Exercise material –
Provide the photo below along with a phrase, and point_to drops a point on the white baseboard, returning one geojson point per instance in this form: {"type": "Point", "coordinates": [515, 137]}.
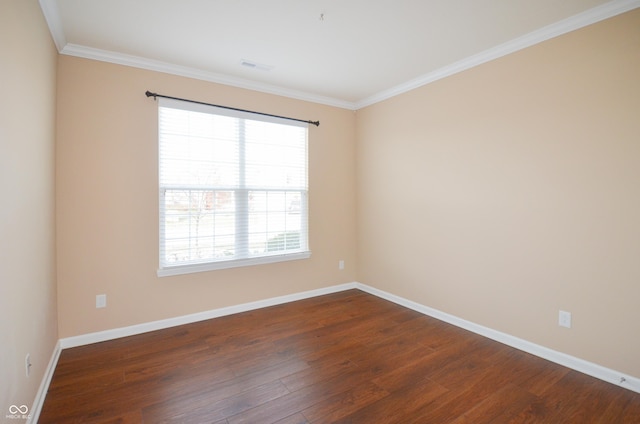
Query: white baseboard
{"type": "Point", "coordinates": [585, 367]}
{"type": "Point", "coordinates": [38, 402]}
{"type": "Point", "coordinates": [132, 330]}
{"type": "Point", "coordinates": [589, 368]}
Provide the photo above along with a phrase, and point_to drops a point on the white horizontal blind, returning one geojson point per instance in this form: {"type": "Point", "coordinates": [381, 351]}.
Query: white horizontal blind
{"type": "Point", "coordinates": [233, 185]}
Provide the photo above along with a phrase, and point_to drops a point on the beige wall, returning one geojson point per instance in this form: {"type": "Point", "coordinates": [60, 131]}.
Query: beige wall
{"type": "Point", "coordinates": [27, 238]}
{"type": "Point", "coordinates": [107, 201]}
{"type": "Point", "coordinates": [512, 190]}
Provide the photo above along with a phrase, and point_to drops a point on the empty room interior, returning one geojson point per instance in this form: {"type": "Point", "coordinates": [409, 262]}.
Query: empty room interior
{"type": "Point", "coordinates": [464, 193]}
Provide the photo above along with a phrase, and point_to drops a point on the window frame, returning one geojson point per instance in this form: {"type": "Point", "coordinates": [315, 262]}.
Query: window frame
{"type": "Point", "coordinates": [165, 269]}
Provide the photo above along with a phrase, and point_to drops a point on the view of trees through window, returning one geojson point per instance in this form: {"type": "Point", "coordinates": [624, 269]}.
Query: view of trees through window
{"type": "Point", "coordinates": [230, 187]}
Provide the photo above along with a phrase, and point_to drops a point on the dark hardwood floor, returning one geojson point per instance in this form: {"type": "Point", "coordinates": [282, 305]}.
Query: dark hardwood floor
{"type": "Point", "coordinates": [348, 357]}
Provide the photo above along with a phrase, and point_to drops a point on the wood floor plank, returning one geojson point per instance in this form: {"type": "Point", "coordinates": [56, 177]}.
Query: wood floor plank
{"type": "Point", "coordinates": [347, 357]}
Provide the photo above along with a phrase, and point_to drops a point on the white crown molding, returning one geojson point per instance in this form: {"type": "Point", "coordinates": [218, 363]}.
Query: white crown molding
{"type": "Point", "coordinates": [184, 71]}
{"type": "Point", "coordinates": [591, 16]}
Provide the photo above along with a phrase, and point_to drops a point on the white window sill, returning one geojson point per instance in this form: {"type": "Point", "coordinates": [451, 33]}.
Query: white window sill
{"type": "Point", "coordinates": [237, 263]}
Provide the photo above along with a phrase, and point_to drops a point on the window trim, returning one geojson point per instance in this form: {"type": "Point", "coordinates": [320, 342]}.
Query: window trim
{"type": "Point", "coordinates": [188, 268]}
{"type": "Point", "coordinates": [233, 263]}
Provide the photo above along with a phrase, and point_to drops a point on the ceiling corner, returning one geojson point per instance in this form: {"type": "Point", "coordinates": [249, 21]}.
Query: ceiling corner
{"type": "Point", "coordinates": [52, 16]}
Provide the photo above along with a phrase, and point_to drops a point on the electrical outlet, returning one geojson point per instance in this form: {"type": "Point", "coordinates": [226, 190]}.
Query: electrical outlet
{"type": "Point", "coordinates": [564, 319]}
{"type": "Point", "coordinates": [27, 364]}
{"type": "Point", "coordinates": [101, 301]}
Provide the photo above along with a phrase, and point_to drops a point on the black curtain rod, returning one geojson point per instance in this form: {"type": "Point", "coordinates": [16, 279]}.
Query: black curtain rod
{"type": "Point", "coordinates": [156, 95]}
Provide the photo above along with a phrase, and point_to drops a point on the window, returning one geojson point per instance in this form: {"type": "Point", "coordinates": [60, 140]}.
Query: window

The task – Could you print, exactly and with nothing else, the lines from the one containing "on the ceiling" through the last line of the records above?

Answer to this exercise –
Provide the photo above along with a phrase, and point_to drops a point on the ceiling corner, returning one geojson point per instance in this form: {"type": "Point", "coordinates": [249, 21]}.
Query: ceiling corner
{"type": "Point", "coordinates": [52, 16]}
Provide the photo above along with a phrase, and point_to drops a point on the electrical outlet, returning one geojson point per instance in this form: {"type": "Point", "coordinates": [226, 190]}.
Query: electrical outlet
{"type": "Point", "coordinates": [564, 319]}
{"type": "Point", "coordinates": [27, 364]}
{"type": "Point", "coordinates": [101, 301]}
Provide the photo above along with a phrase, and point_to drops a point on the black curtain rod, returning one geojson point per instance in this form: {"type": "Point", "coordinates": [16, 279]}.
Query: black curtain rod
{"type": "Point", "coordinates": [156, 95]}
Provide the photo above along with a phrase, and point_to drops a point on the window, returning one geojson point per instance in this form: {"type": "Point", "coordinates": [60, 140]}.
Query: window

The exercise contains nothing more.